■ **Task objective**:
Down to the last line below, write out every line exactly, starting with the one that contains "In the picture above, where can the red storefront" and leaving out the pictures.

━━━━━ Provided data

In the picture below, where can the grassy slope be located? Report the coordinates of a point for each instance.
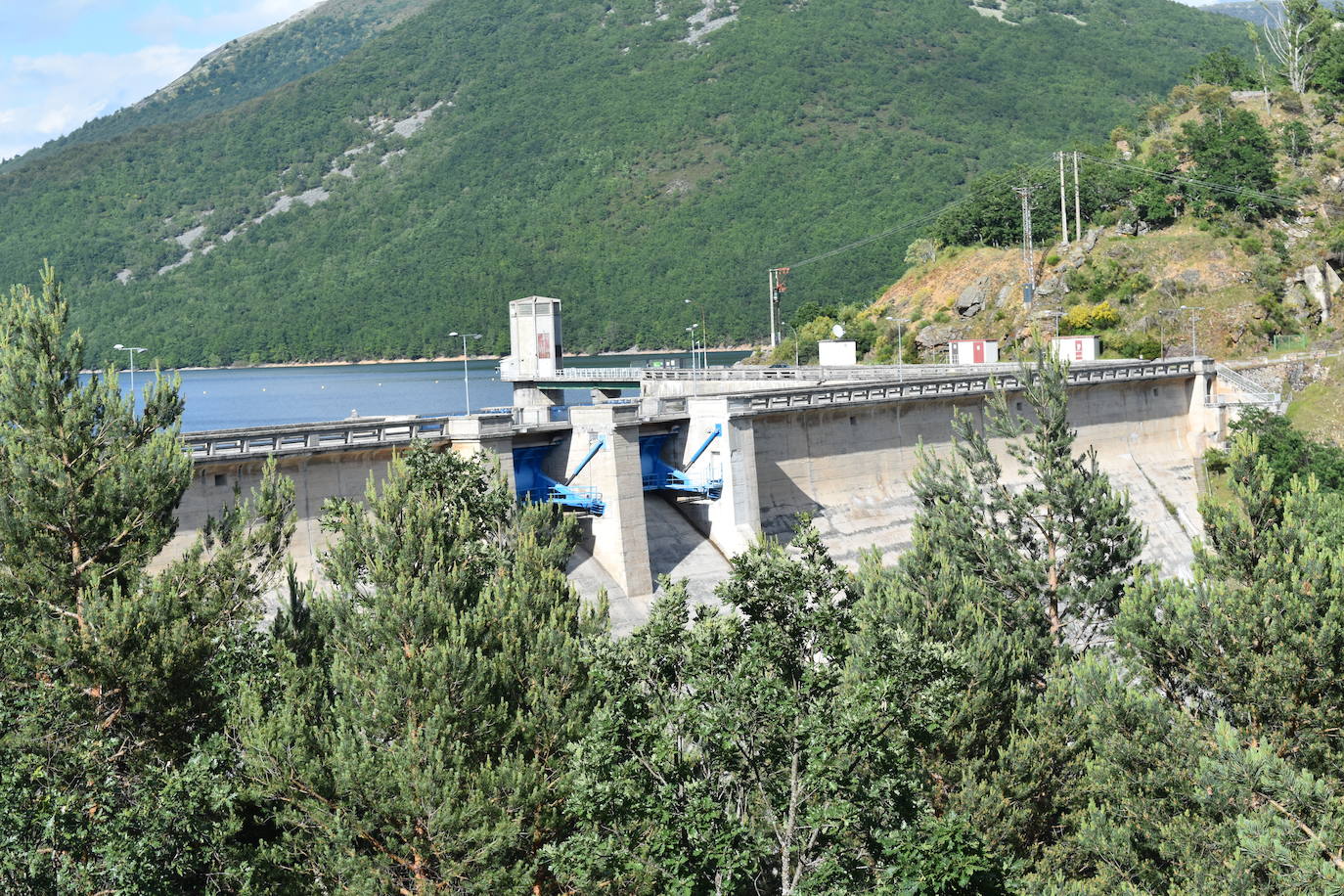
(1207, 267)
(620, 182)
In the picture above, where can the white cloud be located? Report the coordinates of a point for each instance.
(165, 21)
(60, 92)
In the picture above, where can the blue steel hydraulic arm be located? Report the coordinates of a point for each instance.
(532, 484)
(660, 475)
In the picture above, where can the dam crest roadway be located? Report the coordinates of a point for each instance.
(686, 474)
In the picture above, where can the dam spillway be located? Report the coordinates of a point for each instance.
(836, 445)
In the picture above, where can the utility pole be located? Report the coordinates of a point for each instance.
(1078, 214)
(1193, 317)
(777, 287)
(1028, 254)
(1063, 203)
(901, 352)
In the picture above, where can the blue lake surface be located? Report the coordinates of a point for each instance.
(219, 399)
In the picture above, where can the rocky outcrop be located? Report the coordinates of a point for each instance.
(972, 299)
(934, 336)
(1053, 287)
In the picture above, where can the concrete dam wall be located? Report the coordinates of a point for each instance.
(850, 468)
(840, 454)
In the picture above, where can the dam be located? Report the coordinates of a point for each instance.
(680, 477)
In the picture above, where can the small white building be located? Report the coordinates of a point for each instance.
(973, 351)
(1077, 348)
(837, 352)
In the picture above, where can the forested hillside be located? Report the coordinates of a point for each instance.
(246, 67)
(606, 155)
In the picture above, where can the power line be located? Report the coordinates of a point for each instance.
(909, 225)
(1278, 199)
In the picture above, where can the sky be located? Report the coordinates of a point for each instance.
(64, 62)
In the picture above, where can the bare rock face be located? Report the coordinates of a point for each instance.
(1297, 302)
(1053, 287)
(1315, 283)
(934, 336)
(972, 299)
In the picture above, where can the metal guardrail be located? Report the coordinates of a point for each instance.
(1251, 392)
(952, 387)
(502, 422)
(785, 374)
(371, 431)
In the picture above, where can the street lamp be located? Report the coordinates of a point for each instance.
(901, 348)
(1056, 316)
(467, 381)
(691, 331)
(784, 323)
(1193, 317)
(130, 351)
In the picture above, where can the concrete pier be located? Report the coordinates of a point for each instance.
(839, 452)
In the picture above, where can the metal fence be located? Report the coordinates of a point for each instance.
(502, 422)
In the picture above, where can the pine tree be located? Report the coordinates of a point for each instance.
(114, 683)
(773, 748)
(1060, 544)
(417, 739)
(1257, 639)
(1016, 576)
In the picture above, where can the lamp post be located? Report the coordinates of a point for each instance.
(1056, 316)
(1193, 319)
(794, 340)
(901, 348)
(691, 331)
(467, 381)
(130, 351)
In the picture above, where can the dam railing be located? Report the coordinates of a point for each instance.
(952, 387)
(383, 431)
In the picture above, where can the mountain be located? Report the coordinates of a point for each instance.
(1253, 10)
(622, 156)
(247, 67)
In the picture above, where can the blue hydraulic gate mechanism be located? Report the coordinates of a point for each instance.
(660, 475)
(531, 484)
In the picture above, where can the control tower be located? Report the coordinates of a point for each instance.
(535, 347)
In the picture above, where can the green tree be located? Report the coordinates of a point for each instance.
(1015, 569)
(1254, 639)
(1234, 152)
(1062, 546)
(775, 748)
(1224, 68)
(114, 774)
(416, 739)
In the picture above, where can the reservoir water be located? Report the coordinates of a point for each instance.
(219, 399)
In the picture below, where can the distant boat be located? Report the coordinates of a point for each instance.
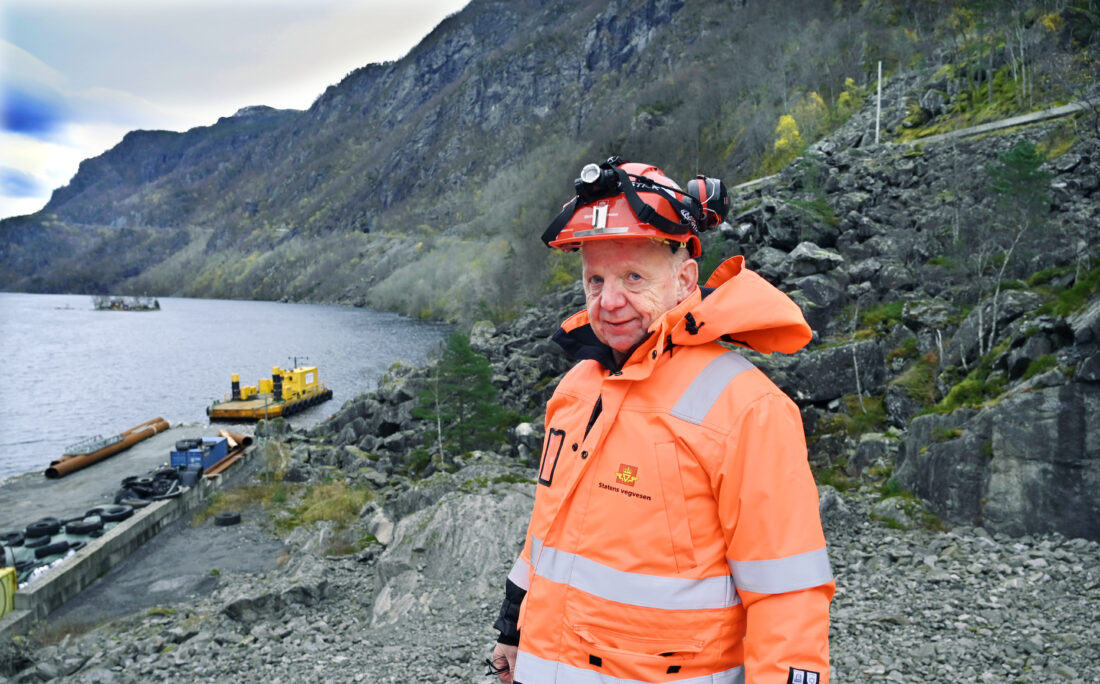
(106, 302)
(283, 394)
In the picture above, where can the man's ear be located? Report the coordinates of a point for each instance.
(686, 278)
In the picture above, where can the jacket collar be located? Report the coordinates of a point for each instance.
(736, 306)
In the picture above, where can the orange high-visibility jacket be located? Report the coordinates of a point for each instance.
(675, 534)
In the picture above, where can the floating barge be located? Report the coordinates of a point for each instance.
(95, 449)
(284, 394)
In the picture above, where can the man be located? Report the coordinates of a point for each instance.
(675, 534)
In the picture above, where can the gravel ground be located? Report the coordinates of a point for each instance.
(911, 606)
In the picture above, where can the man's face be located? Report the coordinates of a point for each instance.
(630, 283)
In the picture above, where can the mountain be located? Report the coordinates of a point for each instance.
(420, 185)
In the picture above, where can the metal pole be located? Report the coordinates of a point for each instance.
(878, 106)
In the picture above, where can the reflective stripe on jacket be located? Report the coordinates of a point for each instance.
(675, 533)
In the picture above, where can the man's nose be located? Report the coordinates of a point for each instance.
(612, 297)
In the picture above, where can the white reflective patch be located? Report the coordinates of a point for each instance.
(520, 574)
(535, 669)
(636, 588)
(600, 216)
(601, 231)
(792, 573)
(705, 389)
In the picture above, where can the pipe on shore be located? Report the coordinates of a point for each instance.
(69, 463)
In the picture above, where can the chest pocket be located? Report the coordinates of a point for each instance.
(675, 506)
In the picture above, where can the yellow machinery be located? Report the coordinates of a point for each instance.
(284, 393)
(7, 589)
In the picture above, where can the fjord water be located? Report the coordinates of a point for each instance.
(70, 372)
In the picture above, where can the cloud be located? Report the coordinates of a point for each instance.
(17, 184)
(32, 111)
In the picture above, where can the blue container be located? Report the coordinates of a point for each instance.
(212, 451)
(191, 458)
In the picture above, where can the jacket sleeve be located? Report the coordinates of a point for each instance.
(515, 591)
(768, 503)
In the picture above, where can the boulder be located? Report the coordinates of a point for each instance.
(820, 296)
(964, 343)
(769, 262)
(807, 258)
(1086, 324)
(462, 544)
(822, 375)
(1027, 464)
(927, 312)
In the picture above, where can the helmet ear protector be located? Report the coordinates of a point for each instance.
(685, 212)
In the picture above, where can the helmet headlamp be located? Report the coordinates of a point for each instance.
(660, 208)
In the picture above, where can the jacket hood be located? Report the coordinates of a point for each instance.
(736, 306)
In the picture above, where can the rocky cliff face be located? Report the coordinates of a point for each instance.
(449, 155)
(908, 382)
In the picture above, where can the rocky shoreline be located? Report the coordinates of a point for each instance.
(911, 605)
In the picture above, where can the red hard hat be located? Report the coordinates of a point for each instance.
(623, 199)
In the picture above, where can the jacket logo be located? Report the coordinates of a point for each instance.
(627, 474)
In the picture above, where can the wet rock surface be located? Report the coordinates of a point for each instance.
(911, 606)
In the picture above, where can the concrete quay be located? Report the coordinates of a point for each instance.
(33, 497)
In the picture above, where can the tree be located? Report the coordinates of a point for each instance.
(461, 398)
(1022, 195)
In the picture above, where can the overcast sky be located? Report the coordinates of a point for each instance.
(76, 75)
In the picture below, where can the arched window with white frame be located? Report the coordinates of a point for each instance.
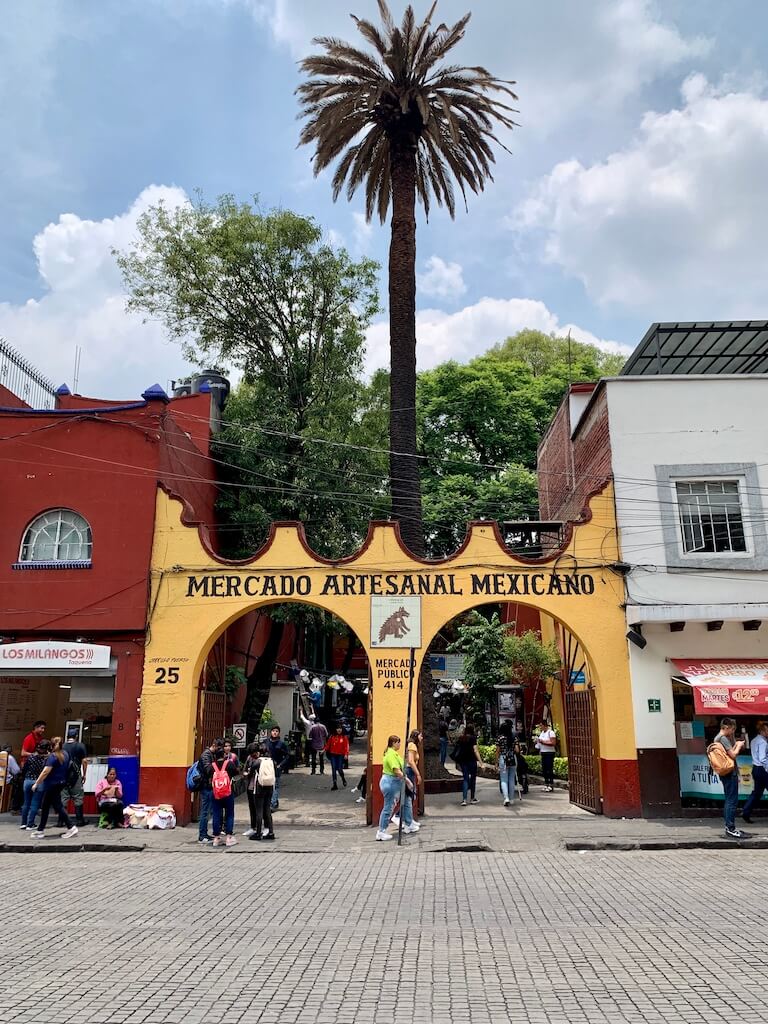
(57, 537)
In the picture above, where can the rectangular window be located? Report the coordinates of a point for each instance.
(711, 518)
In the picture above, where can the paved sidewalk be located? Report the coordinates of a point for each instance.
(313, 819)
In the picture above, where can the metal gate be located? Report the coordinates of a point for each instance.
(584, 766)
(212, 718)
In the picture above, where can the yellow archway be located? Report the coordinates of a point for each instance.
(393, 602)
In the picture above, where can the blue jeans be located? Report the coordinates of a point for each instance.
(507, 777)
(32, 802)
(390, 790)
(469, 778)
(760, 780)
(730, 788)
(337, 767)
(206, 799)
(223, 808)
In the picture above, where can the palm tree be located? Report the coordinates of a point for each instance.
(406, 124)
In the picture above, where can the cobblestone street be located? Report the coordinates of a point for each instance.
(556, 936)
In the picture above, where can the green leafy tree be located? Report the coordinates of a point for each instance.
(482, 642)
(264, 292)
(402, 123)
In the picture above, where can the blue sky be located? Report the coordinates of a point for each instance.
(636, 190)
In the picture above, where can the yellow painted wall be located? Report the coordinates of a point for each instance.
(196, 596)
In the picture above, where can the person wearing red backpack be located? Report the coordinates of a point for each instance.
(224, 767)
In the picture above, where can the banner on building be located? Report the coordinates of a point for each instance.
(727, 687)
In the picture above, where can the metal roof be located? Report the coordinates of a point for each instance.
(705, 347)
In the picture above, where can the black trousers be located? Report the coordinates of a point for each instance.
(760, 784)
(548, 768)
(52, 798)
(262, 805)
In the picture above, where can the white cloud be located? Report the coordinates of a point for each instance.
(675, 222)
(84, 305)
(471, 331)
(441, 280)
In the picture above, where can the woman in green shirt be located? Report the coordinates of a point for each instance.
(391, 781)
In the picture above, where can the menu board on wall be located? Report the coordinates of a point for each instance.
(18, 700)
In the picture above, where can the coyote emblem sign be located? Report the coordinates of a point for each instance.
(395, 622)
(395, 626)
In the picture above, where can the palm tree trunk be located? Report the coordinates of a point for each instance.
(403, 467)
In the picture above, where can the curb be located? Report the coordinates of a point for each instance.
(596, 846)
(77, 848)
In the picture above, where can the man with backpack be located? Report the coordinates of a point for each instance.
(722, 753)
(279, 752)
(261, 776)
(204, 787)
(224, 767)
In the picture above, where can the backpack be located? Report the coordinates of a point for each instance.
(265, 774)
(194, 777)
(720, 763)
(221, 783)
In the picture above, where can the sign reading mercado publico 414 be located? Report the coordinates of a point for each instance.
(52, 654)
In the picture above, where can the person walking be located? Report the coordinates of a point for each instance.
(392, 773)
(261, 783)
(732, 749)
(338, 749)
(442, 739)
(412, 766)
(33, 798)
(546, 742)
(507, 762)
(224, 767)
(75, 785)
(281, 755)
(467, 758)
(316, 735)
(52, 779)
(205, 808)
(759, 751)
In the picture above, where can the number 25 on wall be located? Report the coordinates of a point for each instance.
(163, 675)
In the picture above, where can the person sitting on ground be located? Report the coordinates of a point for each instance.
(110, 799)
(338, 749)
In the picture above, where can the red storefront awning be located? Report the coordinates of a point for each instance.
(727, 687)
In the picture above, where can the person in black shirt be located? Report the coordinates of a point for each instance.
(74, 787)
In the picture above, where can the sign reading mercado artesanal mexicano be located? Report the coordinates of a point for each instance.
(390, 584)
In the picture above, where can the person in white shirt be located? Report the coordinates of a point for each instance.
(546, 742)
(759, 751)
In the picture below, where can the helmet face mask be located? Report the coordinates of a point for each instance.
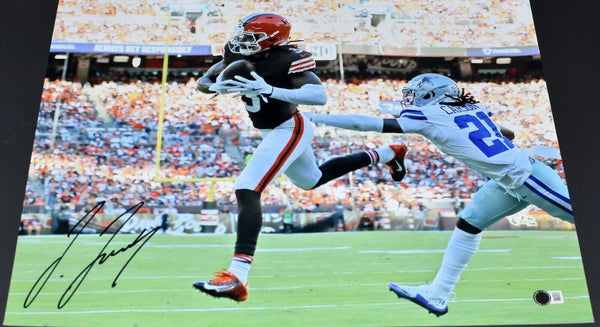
(428, 89)
(258, 32)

━━━━━━━━━━

■ **Answer to this task**:
In the picture above, where can the red storefront awning be located? Report the coordinates of a point for each instance.
(727, 687)
In the picture above, where can the person in black shirt be located? Report the coordinates of a point for each instance.
(74, 787)
In the picture above, where can the sign reading mercado artesanal mexicano be located? Report the coordinates of a point for each instance.
(390, 584)
In the picture above, where can the person in white shirt be located? Report the coordinates of a point for each instance.
(546, 742)
(759, 751)
In the picture below, where can the helmet face mask be located? Report the coordinates of a point for each instance.
(428, 89)
(258, 32)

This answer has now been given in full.